* start RECORDS TO PROCESS *

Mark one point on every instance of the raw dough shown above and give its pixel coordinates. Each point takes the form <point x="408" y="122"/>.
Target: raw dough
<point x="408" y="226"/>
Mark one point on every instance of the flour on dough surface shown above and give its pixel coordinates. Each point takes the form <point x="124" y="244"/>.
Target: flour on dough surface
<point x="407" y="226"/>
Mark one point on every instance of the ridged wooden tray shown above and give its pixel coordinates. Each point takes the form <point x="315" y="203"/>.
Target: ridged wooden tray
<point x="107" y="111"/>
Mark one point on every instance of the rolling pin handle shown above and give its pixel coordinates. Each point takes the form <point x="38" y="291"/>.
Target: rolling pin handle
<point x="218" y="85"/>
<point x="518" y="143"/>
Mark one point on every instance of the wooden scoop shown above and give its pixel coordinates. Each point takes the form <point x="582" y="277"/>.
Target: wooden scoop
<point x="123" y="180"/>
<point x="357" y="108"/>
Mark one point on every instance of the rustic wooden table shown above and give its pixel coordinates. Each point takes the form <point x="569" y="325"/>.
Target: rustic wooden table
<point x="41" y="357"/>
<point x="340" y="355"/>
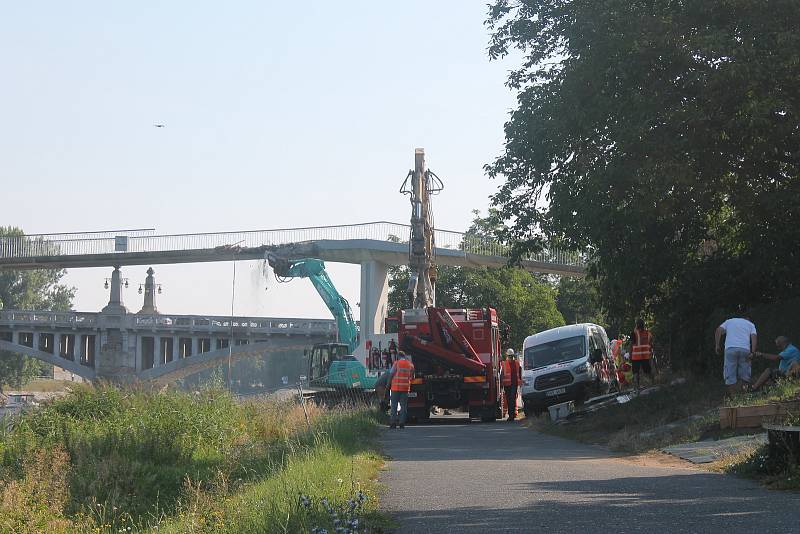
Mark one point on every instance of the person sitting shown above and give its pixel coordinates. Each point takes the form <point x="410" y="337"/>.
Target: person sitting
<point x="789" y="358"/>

* end RECORDS TO PROCESS *

### WHAT IS NEEDED:
Copy every one of the rows above, requests included, and shift each x and y coordinate in the answer points up by 150 while keeping the format samples in the requests unchanged. Leave the pictures out.

### EXERCISE ANSWER:
Mark one point on every instance of the raw dough shown above and give its pixel coordinates. Each point takes the form <point x="408" y="122"/>.
Target: raw dough
<point x="558" y="376"/>
Mark one point on every instance of the flour on dough surface shown above and give its pixel coordinates. Each point takes the form <point x="124" y="244"/>.
Target: flour on dough surface
<point x="557" y="376"/>
Mark one point on every instance of the ridged wooden tray shown above and give its pixel coordinates. Each point takes the form <point x="315" y="203"/>.
Target: ridged wooden tray
<point x="257" y="261"/>
Mark one point on every instance of the rolling pin handle shown above and give its pixel coordinates. Each point takes the form <point x="38" y="291"/>.
Target: rolling pin handle
<point x="368" y="235"/>
<point x="668" y="293"/>
Mark one point on every instance of the wooden scoop shown above and give its pixel coordinates. Each point takes the form <point x="582" y="277"/>.
Target: wooden scoop
<point x="273" y="330"/>
<point x="507" y="258"/>
Mark one point on every instance of the rustic wooden table shown above and give its pixel coordinates. Each point takes the form <point x="569" y="325"/>.
Target: rustic wooden table
<point x="191" y="507"/>
<point x="490" y="505"/>
Mark one point on every instance of the person sitting shown above and give its pixel coordinates. Each point takes the form <point x="410" y="337"/>.
Target: person sitting
<point x="939" y="508"/>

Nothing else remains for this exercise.